**DOCUMENT PASSAGE:**
Of course, a corporate plan sponsor, being a corporation and a juridical entity, not a... a legal entity rather than a physical entity, can only act through--
Unknown Speaker: Well, Mr. Reich... you say Reich, not Reich?
Mr. Reich: --Yes, Justice.
Unknown Speaker: Okay, Mr. Reich, what do you make of the requirement in section 402(b)(3) that says, not only must there be a procedure for amending the plan, but also a procedure for identifying persons with amendment authority?
It's written as though there were two separate requirements.
Mr. Reich: In many cases, there might, indeed, be a need for a procedure for identifying.
I would suggest that, since the end result that is obviously intended by Congress is that there be an identification, if the situation is a simple one such as here, it should be sufficient to identify the person.
There should not need to be a procedure merely for saying that the plan sponsor will set forth a procedure for identifying itself as a plan sponsor.
It would seem superfluous to utter those words as an incantation when the purpose--
Unknown Speaker: So as applied here, you think its surplusage?
Mr. Reich: --I'm sorry, I didn't hear the word.
Unknown Speaker: As applied in this case with a single employer voluntary welfare benefit plan, is the identification of the person who has the authority to amend just surplusage?
Is that your argument?
Mr. Reich: I would think it would be.
Here it would be surplusage, since the goal of identification is the goal, and there is no need for a procedure here.
In most... in many cases, there is a need.
For example, in a Taft-Hartley plan where you have a joint union and employer administration, and you have the intervention, as I say, of section 302.
Unknown Speaker: A multiemployer plan--
Mr. Reich: Particularly a multi--
Unknown Speaker: --you wouldn't know who would have the authority, unless it was stated.
Mr. Reich: --It would be questionable.
You... I believe you could state, for example, as 302(b)(5) does provide that, that it will be the trustees, who are supposed to be jointly drawn from the employers who are involved in the plan and the union that is involved in the administration of the plan.
It's a bipartite board of trustees in that situation.
Unknown Speaker: Well, Mr. Reich, would you accept the proposition that the... or the position that in fact there is a procedure in your plan for identifying the persons with authority, and that procedure is implicit in your designation as... of the company as, in fact, the entity that can amend?
Mr. Reich: I would, sir.
Unknown Speaker: And that that carries the implication that the company could amend through the action or authority of its board of directors, so that you in fact satisfy the procedure-identification criterion here?
Mr. Reich: I would, Justice Souter, and I would say further that it would not merely be the board of directors, since a corporation may act by whomever the... has authority within the corporation for so acting.
Unknown Speaker: In fact, that's why Judge Roth thought you were... that you struck out, because it wasn't done by the board of directors, isn't that right?
Mr. Reich: Well, Judge Roth, there's a distinction... if you read the footnote, there is a distinction between what Judge Roth said in the footnote and what was derived from that.
Judge Roth said the board of directors, or whomever, may act for the company.
I would not quarrel with that part of it.
The majority... and perhaps Judge Roth.
It's unclear in the footnote--
Unknown Speaker: Well, why did she come out in the end ruling against you?
Mr. Reich: --It's somewhat inscrutable.
It's not totally clear from the--
Unknown Speaker: May I suggest this as a hypothesis?

**TASK LIST:**
a. Answer these questions about the oral argument transcript:
(i) Which section does the questioner cite as requiring a procedure for identifying persons with amendment authority?
(ii) What kind of plan does Mr. Reich offer as an example where such a procedure is needed?
(iii) According to Mr. Reich, what did Judge Roth say in the footnote about who may act for the company?
b. Revise the oral argument transcript from "Is that your" up to and including "there is a need.", replacing "surplusage" with "superfluous".
c. Pick up the oral argument transcript at its end and keep it going.
The lines after this are separate material and unrelated to the transcript.

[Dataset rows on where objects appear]
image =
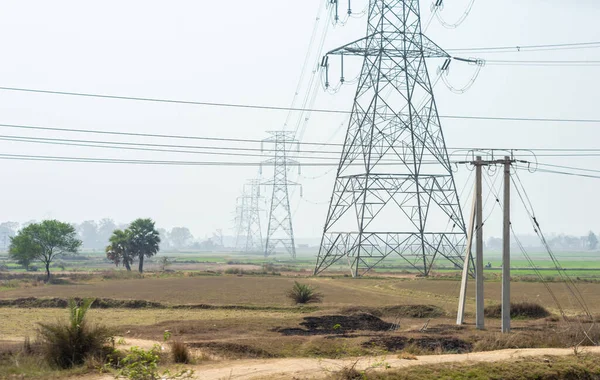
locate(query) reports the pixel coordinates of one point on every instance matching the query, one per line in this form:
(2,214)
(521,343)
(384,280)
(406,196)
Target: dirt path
(318,369)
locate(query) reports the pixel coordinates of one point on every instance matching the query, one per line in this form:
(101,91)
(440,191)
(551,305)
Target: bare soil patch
(431,344)
(338,324)
(399,311)
(230,350)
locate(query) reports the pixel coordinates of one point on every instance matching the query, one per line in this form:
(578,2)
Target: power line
(543,63)
(524,48)
(278,108)
(21,157)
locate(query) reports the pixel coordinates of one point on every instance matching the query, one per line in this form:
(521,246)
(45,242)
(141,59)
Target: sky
(253,53)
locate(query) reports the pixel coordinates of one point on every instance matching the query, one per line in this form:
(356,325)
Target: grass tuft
(303,294)
(519,310)
(180,352)
(69,344)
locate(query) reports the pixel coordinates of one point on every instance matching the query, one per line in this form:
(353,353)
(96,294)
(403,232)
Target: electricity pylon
(280,230)
(395,191)
(249,233)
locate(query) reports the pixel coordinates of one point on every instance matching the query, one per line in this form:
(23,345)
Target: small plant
(407,356)
(518,310)
(140,364)
(164,263)
(303,294)
(69,344)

**REPLIES:**
a.
(i) Section 402(b)(3).
(ii) A Taft-Hartley plan with joint union and employer administration.
(iii) That the board of directors, or whomever, may act for the company.

b.
Is that your argument?
Mr. Reich: I would think it would be.
Here it would be superfluous, since the goal of identification is the goal, and there is no need for a procedure here.
In most... in many cases, there is a need.

c.
I mean, don't you think she was assuming that the company would act either through individual... either through the board, or by individuals designated by the board through a resolution which would be in the corporate records, or by individuals designated by the board through a resolution which would be in the corporate records, or by individuals designated in the bylaws, and apparently there was no indication in the record that this action had been taken by anyone in either of those three categories, and isn't that why she held against you on the facts?
Mr. Reich: --Possibly, but the footnote says that... refers because it wasn't done by the board of directors.
Indeed, authority exists... "Authority may be implied", as Fletcher, we quote in the brief, states:
"Authority may be implied by the position of the individuals, agents of the corporation, not.... "
Unknown Speaker: Well, it does as a matter of general corporation law, but isn't there a problem in this statute in relying upon that kind of identification, because at least it seems to me a likely reading of subsection (3) that by requiring a procedure for identifying the persons with authority, what Congress is trying to get at is, is to provide a means by which somebody who wants to know what the current status of the plan is can determine who to ask and, therefore, unless there is in effect something of record somewhere showing who might be amending this, that it would not satisfy the provisions of subsection (3), even though, under general corporation law, an undesignated individual might have authority to do something.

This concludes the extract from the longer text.